**WORK TASK**
Return the complete listing that follows, with each line reproduced exactly.

════

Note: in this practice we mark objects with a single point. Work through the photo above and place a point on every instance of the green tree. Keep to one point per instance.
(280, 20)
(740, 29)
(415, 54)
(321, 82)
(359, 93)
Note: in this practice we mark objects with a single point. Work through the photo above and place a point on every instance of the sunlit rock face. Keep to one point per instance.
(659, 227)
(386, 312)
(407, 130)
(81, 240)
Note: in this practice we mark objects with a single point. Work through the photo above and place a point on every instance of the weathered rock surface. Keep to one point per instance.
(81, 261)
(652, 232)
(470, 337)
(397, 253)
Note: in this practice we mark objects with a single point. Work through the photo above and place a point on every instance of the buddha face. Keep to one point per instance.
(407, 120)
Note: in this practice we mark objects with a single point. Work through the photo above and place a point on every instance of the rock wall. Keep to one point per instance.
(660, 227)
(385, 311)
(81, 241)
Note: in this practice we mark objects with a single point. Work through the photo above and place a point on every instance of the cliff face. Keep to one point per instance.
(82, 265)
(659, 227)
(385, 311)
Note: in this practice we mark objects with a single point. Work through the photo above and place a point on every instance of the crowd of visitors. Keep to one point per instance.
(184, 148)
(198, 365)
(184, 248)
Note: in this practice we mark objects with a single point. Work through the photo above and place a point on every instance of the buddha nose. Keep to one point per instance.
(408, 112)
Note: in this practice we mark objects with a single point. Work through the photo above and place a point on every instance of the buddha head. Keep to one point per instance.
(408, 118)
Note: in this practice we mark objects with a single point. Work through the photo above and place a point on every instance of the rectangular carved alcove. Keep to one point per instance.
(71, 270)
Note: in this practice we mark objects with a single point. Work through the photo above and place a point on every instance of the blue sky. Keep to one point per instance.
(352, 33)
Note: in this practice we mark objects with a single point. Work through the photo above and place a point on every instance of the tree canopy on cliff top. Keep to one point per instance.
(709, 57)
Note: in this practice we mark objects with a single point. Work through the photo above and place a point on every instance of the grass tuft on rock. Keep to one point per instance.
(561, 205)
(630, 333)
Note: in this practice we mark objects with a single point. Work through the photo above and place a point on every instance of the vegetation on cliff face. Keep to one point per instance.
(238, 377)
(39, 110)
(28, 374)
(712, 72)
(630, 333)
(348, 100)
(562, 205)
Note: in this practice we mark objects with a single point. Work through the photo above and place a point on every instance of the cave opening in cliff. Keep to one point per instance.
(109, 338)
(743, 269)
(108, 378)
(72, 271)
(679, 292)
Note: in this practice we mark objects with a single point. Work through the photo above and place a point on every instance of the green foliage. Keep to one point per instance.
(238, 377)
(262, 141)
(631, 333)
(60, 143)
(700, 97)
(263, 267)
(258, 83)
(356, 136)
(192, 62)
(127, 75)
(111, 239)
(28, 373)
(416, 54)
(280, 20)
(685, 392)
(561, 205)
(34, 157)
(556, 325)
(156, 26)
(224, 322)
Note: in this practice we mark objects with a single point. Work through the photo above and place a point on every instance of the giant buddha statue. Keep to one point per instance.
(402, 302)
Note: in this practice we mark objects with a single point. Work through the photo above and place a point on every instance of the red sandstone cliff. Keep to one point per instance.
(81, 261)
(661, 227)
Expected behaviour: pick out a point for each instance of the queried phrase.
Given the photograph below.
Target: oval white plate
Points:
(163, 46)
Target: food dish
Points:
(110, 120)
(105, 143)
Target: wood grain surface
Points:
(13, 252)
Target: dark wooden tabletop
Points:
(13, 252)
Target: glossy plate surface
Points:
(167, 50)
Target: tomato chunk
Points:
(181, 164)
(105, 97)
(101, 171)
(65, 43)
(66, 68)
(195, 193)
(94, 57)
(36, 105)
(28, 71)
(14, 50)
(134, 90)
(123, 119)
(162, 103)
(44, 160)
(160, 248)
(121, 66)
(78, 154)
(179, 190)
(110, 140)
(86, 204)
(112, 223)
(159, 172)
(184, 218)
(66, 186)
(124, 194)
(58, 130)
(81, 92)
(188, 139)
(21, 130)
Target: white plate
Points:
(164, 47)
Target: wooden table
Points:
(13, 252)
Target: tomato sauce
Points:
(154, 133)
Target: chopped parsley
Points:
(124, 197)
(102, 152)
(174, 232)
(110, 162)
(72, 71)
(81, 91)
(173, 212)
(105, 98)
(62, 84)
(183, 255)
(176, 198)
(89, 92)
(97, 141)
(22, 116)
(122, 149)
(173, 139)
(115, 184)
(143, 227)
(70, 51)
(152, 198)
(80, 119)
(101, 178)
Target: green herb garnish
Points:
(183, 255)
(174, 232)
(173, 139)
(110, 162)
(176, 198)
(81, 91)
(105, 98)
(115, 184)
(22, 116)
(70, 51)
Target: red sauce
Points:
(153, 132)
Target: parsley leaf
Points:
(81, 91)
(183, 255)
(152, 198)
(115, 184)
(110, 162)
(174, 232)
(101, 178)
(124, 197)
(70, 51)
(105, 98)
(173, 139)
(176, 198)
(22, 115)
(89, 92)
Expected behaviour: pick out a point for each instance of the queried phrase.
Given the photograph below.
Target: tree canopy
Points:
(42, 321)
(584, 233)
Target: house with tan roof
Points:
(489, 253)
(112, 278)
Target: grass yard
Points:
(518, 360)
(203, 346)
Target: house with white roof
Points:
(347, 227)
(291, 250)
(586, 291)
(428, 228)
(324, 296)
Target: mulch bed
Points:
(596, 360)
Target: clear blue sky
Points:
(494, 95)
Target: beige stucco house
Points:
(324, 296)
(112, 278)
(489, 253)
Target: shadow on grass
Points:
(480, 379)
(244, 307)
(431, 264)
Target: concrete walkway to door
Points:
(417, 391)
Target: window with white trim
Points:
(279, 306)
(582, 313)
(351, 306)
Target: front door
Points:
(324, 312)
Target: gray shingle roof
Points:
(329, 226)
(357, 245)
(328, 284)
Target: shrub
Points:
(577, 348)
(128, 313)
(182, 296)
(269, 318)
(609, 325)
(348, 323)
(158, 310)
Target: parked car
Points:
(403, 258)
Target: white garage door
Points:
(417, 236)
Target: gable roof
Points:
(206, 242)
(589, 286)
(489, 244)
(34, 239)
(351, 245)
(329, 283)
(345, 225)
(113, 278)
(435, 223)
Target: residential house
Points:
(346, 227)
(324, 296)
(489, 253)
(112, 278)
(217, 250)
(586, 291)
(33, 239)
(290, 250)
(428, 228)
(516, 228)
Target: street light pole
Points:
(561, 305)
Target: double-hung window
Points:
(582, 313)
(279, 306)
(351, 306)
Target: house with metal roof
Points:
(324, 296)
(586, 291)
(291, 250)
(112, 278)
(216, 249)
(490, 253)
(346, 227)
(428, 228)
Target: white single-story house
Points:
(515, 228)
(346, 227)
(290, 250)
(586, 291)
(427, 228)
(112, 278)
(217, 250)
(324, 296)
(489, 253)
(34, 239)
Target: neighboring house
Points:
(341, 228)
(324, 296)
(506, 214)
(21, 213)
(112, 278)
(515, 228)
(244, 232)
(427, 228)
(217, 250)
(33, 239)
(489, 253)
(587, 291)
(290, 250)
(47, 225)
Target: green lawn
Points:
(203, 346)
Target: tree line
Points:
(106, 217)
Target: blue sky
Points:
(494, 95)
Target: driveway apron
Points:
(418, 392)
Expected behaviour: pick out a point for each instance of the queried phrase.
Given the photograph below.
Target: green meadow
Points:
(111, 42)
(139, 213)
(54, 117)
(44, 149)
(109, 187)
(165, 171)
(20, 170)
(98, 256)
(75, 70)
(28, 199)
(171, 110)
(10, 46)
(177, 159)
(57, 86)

════

**WRITTEN ANSWER**
Note: in this practice we mark objects with a single point. Work through the photo above and place a point on every instance of the green tree. Keep to one point per instance.
(280, 20)
(740, 29)
(415, 54)
(321, 82)
(359, 93)
Note: in this practice we mark objects with a single point. Work through the photo above and place a point on every instance of the sunlit rock face. Keep to one point per instance.
(659, 227)
(386, 312)
(407, 130)
(81, 240)
Note: in this practice we mark objects with a single point. Work through the photo above and place a point on every instance of the weathered rock surface. Keep to one point per instance.
(81, 261)
(652, 232)
(470, 337)
(397, 253)
Note: in this practice we mark objects with a single point. Work through the photo above and place a point on every instance of the buddha face. Keep to one point per instance.
(407, 120)
Note: in this practice we mark objects with a single point. Work through the photo above and place a point on every instance of the rock wall. Keep to one point per instance.
(660, 227)
(385, 311)
(81, 241)
Note: in this practice we mark objects with a single point. Work through the photo above and place a point on every instance of the cliff face. Keep to one point per instance.
(82, 265)
(659, 227)
(385, 311)
Note: in this practice we mark objects with a single point. Work through the photo above and place a point on every instance of the crowd of visitors. Keep to one point per instance.
(184, 148)
(198, 365)
(184, 248)
Note: in this practice we mark objects with a single point. Work through the photo above and place a point on every instance of the buddha nose. Keep to one point per instance.
(408, 112)
Note: in this practice we mark objects with a single point. Work through the photo above and place a point on every instance of the buddha head. Keep to one point per instance.
(408, 118)
Note: in this practice we mark objects with a single point. Work through the photo above and place a point on every instance of the rectangular carved alcove. Keep to one point per instance.
(71, 270)
Note: in this practice we mark objects with a single point. Work through the photo above and place a point on every instance of the blue sky. Keep to one point per instance.
(352, 33)
Note: in this practice we mark objects with a single point. Work through the photo above and place a point on every instance of the tree canopy on cliff top. Keep to one point per instance.
(709, 57)
Note: in this practice we mark objects with a single point. Work through the photo above and place a point on every instance of the grass tuft on rock. Keep to one point per instance.
(561, 205)
(630, 333)
Note: in this practice we mark objects with a single point. Work through the photo above and place a point on every instance of the vegetation on cliff face. Keep to one point per instance.
(238, 377)
(39, 110)
(28, 374)
(712, 72)
(630, 333)
(348, 100)
(562, 205)
Note: in this practice we mark objects with a single point. Work through the photo above and place a point on every instance of the cave opening in cliff. Keep to one point per instance.
(109, 338)
(743, 269)
(108, 378)
(72, 271)
(679, 292)
Note: in this practice we mark objects with a single point. Work through the photo above and place a point on every instance of the green foliage. Keep to one point per instance.
(238, 377)
(262, 141)
(631, 333)
(60, 143)
(700, 97)
(263, 267)
(258, 83)
(356, 136)
(192, 62)
(127, 75)
(111, 239)
(28, 373)
(416, 54)
(280, 20)
(685, 392)
(561, 205)
(34, 157)
(556, 325)
(156, 26)
(224, 322)
Note: in this practice we mark objects with a single point. Work through the photo above and place a point on every instance of the giant buddha statue. Keep to one point per instance.
(402, 302)
Note: in this practice we mark objects with a single point. Work through the photo above and place a point on every instance of the red sandstone cliff. Keep to one point per instance.
(81, 261)
(661, 227)
Expected behaviour: pick out a point for each instance of the queried phrase.
Given the photograph below.
Target: oval white plate
Points:
(163, 46)
Target: food dish
Points:
(110, 120)
(105, 143)
Target: wood grain surface
Points:
(13, 252)
Target: dark wooden tabletop
Points:
(13, 252)
Target: glossy plate surface
Points:
(167, 50)
Target: tomato chunk
Points:
(181, 164)
(105, 97)
(101, 171)
(65, 43)
(66, 68)
(195, 193)
(94, 57)
(36, 105)
(28, 71)
(14, 50)
(134, 90)
(123, 119)
(162, 103)
(44, 160)
(160, 248)
(121, 66)
(78, 154)
(179, 190)
(110, 140)
(86, 204)
(112, 223)
(159, 172)
(184, 218)
(66, 186)
(124, 194)
(58, 130)
(81, 92)
(188, 139)
(21, 130)
Target: white plate
Points:
(164, 47)
Target: wooden table
Points:
(13, 252)
Target: tomato sauce
Points:
(154, 133)
Target: chopped parsley
Points:
(124, 197)
(102, 152)
(174, 232)
(110, 162)
(72, 71)
(81, 91)
(173, 212)
(105, 98)
(62, 84)
(183, 255)
(176, 198)
(89, 92)
(97, 141)
(22, 116)
(122, 149)
(173, 139)
(115, 184)
(143, 227)
(70, 51)
(152, 198)
(80, 119)
(101, 178)
Target: green herb garnish
Points:
(183, 255)
(174, 232)
(173, 139)
(110, 162)
(176, 198)
(81, 91)
(105, 98)
(115, 184)
(22, 116)
(70, 51)
Target: red sauce
Points:
(153, 132)
Target: parsley leaf
Points:
(81, 91)
(183, 255)
(152, 198)
(115, 184)
(110, 162)
(174, 232)
(101, 178)
(124, 197)
(70, 51)
(105, 98)
(173, 139)
(176, 198)
(22, 115)
(89, 92)
Expected behaviour: pick out a point for each instance of the queried phrase.
Given the photograph below.
Target: tree canopy
Points:
(42, 321)
(584, 233)
Target: house with tan roof
Points:
(489, 253)
(112, 278)
Target: grass yard
Points:
(518, 360)
(203, 346)
Target: house with white roof
Points:
(347, 227)
(291, 250)
(586, 291)
(428, 228)
(324, 296)
Target: mulch bed
Points:
(596, 360)
Target: clear blue sky
Points:
(494, 95)
Target: beige stucco house
Points:
(324, 296)
(112, 278)
(489, 253)
Target: shadow on grass
Points:
(480, 379)
(244, 307)
(431, 264)
Target: concrete walkway to door
Points:
(417, 391)
Target: window with white trim
Points:
(279, 306)
(582, 313)
(351, 306)
Target: front door
Points:
(324, 312)
Target: gray shingle roof
Points:
(329, 226)
(357, 245)
(328, 284)
Target: shrub
Points:
(577, 348)
(128, 313)
(182, 296)
(269, 318)
(609, 325)
(348, 323)
(158, 310)
Target: parked car
Points:
(403, 258)
Target: white garage door
Points:
(417, 236)
Target: gable roof
Points:
(206, 242)
(589, 286)
(489, 244)
(34, 239)
(351, 245)
(329, 283)
(345, 225)
(113, 278)
(435, 223)
Target: residential house
Points:
(346, 227)
(324, 296)
(489, 253)
(112, 278)
(217, 250)
(586, 291)
(33, 239)
(290, 250)
(428, 228)
(516, 228)
Target: street light pole
Points:
(561, 305)
Target: double-hung window
Points:
(582, 313)
(279, 306)
(351, 306)
Target: house with metal roof
Points:
(324, 296)
(586, 291)
(291, 250)
(112, 278)
(216, 249)
(490, 253)
(346, 227)
(428, 228)
Target: white single-story house
Points:
(515, 228)
(346, 227)
(290, 250)
(586, 291)
(427, 228)
(112, 278)
(217, 250)
(324, 296)
(489, 253)
(34, 239)
Target: neighboring house
Points:
(341, 228)
(324, 296)
(506, 214)
(21, 213)
(112, 278)
(515, 228)
(244, 232)
(427, 228)
(217, 250)
(33, 239)
(489, 253)
(587, 291)
(290, 250)
(47, 225)
Target: green lawn
Points:
(203, 346)
Target: tree line
Points:
(106, 217)
Target: blue sky
Points:
(494, 95)
Target: driveway apron
Points:
(418, 392)
Expected behaviour: pick out a point for each instance of the queried phrase.
Given the photograph below.
Target: green meadow
Points:
(111, 42)
(139, 213)
(54, 117)
(44, 149)
(109, 187)
(165, 171)
(20, 170)
(98, 256)
(75, 70)
(28, 199)
(171, 110)
(10, 46)
(177, 159)
(57, 86)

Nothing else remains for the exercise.